• [Directions] Write out, word for word, the lines of the rows below, starting with the line that contains "of the horizontal" and continuing through the line that contains "Target: horizontal stabilizer".

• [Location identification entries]

* Begin *

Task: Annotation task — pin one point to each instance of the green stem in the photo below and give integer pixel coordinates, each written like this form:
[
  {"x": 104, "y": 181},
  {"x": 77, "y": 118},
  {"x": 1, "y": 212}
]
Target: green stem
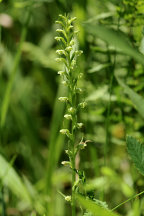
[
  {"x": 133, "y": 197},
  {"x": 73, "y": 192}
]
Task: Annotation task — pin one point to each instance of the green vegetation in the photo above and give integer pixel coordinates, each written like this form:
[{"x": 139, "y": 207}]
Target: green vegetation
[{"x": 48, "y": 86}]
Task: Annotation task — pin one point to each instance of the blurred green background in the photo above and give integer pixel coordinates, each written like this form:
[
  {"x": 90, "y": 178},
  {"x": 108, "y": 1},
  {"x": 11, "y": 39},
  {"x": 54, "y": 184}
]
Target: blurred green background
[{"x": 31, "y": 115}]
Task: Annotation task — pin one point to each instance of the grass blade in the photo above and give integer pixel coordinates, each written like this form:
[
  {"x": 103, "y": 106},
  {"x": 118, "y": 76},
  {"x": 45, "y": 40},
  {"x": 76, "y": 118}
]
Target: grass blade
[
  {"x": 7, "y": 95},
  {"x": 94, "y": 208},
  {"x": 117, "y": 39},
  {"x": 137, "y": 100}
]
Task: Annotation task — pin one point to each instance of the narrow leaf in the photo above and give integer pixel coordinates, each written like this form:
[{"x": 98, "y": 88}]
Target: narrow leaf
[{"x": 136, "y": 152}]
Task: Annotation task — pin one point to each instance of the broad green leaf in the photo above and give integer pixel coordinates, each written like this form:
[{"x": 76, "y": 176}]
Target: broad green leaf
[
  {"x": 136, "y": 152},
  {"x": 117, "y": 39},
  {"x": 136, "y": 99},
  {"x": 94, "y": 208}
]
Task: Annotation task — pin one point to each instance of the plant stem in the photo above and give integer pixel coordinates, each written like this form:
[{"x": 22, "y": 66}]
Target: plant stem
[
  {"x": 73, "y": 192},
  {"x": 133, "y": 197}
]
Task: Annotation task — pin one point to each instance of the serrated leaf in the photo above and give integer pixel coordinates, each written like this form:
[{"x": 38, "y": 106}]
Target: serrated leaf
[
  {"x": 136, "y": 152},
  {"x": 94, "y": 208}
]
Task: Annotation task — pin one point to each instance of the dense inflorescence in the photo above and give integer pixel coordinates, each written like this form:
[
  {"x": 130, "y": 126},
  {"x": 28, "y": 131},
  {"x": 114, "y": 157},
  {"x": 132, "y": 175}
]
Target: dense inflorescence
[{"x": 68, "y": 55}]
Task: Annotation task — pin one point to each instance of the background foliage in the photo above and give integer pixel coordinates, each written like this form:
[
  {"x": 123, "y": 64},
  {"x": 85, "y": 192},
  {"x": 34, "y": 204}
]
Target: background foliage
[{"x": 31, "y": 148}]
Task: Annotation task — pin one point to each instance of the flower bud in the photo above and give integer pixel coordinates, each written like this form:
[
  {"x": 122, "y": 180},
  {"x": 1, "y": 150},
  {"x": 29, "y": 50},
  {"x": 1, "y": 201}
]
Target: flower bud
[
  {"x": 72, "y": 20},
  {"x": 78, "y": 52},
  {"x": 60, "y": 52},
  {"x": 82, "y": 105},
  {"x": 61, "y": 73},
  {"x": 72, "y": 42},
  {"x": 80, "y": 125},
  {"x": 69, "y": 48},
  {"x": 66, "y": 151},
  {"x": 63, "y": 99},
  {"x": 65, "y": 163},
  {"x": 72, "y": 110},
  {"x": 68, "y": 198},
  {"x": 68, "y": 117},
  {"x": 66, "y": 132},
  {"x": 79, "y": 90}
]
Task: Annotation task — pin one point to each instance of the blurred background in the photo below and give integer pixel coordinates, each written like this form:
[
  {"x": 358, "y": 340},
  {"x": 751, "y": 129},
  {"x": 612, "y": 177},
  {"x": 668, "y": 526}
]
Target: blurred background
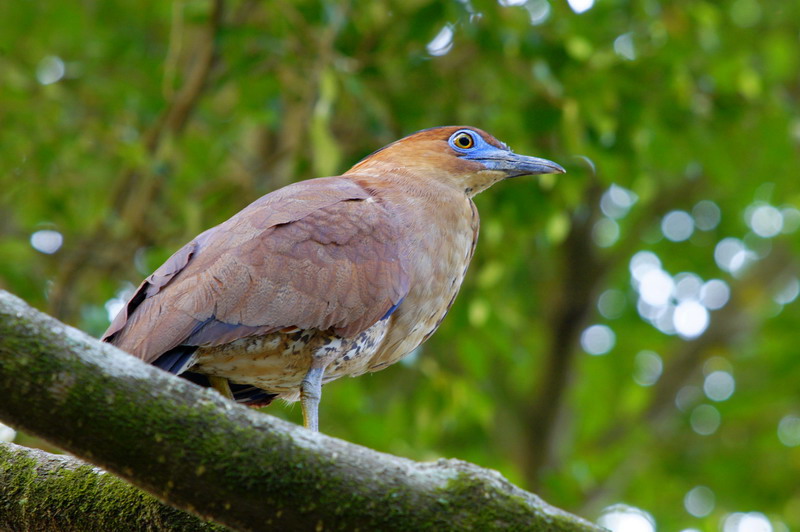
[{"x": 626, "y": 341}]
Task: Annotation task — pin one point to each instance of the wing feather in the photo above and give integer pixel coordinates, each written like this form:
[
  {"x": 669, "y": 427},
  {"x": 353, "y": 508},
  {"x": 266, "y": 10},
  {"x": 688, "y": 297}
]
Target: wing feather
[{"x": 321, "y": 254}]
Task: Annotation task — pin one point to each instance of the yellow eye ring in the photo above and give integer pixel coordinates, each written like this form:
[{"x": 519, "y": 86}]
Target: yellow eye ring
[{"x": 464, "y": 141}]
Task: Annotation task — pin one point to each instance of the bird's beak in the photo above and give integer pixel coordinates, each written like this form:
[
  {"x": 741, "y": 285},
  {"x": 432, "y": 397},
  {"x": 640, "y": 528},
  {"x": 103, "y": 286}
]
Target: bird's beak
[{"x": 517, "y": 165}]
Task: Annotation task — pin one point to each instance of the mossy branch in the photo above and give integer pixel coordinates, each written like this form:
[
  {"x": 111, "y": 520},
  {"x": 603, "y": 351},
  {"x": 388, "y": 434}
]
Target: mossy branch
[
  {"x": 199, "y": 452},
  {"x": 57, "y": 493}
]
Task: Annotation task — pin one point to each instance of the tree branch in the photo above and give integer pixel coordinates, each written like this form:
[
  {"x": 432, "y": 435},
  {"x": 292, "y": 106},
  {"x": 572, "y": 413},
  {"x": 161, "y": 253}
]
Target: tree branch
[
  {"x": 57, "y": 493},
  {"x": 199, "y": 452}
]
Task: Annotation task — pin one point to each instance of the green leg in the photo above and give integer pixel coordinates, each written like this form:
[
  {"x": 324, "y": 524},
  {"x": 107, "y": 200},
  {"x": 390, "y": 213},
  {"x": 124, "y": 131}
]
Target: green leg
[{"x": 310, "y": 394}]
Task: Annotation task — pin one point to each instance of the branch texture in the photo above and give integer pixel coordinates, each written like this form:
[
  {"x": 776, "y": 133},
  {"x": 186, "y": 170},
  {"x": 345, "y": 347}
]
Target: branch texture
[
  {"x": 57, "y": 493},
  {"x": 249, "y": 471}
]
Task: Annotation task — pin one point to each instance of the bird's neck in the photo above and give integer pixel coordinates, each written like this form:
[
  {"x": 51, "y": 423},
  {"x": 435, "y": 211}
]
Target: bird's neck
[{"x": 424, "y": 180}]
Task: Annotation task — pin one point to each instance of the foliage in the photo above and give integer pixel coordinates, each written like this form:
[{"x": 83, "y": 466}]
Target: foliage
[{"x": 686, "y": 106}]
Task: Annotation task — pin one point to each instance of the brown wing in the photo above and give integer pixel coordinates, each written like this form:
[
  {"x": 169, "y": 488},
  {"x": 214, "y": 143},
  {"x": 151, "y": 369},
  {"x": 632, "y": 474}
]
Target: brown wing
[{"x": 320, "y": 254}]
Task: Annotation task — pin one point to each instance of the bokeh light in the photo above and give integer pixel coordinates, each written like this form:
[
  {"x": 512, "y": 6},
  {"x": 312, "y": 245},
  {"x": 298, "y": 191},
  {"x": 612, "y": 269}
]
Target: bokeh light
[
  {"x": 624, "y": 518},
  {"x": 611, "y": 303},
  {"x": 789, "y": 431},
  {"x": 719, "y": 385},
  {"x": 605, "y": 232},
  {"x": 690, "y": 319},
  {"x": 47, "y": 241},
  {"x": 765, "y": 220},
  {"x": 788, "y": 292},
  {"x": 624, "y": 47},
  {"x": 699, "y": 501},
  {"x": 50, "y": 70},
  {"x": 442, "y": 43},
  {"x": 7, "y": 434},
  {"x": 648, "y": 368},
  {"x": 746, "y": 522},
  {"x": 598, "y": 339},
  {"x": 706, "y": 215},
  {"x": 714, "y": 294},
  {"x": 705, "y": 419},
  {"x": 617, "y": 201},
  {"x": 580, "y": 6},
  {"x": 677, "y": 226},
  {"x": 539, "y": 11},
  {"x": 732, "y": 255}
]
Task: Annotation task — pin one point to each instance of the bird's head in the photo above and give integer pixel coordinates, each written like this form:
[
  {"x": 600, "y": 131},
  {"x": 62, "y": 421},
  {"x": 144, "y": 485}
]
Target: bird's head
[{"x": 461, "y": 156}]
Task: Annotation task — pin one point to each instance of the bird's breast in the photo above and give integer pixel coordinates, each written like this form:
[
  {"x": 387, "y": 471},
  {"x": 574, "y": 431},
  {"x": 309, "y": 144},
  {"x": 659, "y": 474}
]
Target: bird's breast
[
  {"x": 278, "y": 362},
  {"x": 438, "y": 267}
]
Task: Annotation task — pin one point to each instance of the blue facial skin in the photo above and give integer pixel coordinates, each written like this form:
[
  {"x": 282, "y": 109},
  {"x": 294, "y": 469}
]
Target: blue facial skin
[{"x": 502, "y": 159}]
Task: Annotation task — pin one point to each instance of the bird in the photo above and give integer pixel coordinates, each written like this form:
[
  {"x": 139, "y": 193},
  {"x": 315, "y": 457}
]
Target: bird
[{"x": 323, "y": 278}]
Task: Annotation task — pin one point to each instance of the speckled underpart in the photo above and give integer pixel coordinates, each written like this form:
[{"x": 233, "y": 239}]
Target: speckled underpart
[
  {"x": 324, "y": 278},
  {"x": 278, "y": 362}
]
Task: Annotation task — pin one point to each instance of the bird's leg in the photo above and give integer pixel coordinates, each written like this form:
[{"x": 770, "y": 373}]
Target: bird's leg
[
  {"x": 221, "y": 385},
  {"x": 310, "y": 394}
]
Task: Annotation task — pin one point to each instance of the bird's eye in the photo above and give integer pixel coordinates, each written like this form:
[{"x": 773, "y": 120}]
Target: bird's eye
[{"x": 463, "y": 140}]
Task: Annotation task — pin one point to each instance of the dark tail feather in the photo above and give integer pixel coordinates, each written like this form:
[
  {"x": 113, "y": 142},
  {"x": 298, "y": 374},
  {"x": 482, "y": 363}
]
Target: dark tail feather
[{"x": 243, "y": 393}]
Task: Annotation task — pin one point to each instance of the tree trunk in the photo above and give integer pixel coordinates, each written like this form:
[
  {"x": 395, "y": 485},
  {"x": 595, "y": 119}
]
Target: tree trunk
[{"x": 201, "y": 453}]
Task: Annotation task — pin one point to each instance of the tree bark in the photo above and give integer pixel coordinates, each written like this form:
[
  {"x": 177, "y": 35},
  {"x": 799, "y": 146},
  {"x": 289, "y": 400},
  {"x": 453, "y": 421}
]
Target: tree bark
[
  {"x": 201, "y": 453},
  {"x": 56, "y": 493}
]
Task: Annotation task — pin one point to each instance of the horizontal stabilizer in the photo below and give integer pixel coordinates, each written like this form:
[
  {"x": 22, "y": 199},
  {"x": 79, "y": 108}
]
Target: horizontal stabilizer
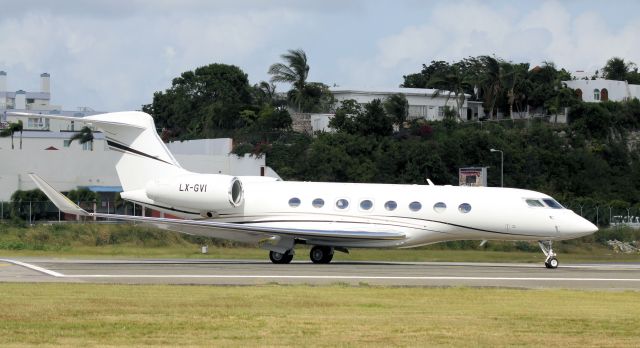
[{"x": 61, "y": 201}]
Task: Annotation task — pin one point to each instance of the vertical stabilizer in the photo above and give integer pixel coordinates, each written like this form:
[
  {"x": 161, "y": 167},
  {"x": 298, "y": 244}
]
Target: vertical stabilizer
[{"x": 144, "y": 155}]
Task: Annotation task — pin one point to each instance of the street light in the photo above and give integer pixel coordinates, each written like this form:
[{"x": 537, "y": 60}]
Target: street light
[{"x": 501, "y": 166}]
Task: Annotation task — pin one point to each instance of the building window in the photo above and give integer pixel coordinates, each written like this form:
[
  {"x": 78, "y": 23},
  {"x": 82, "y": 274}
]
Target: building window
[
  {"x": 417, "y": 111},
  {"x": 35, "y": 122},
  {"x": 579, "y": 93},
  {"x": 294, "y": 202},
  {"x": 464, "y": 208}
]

* End *

• [Response]
Task: Annotation task — pin one point to each instance of the horizontal stabilizer in the photo below and give integer pixel coordinates, each written like this form:
[
  {"x": 22, "y": 199},
  {"x": 79, "y": 108}
]
Target: horizontal stabilizer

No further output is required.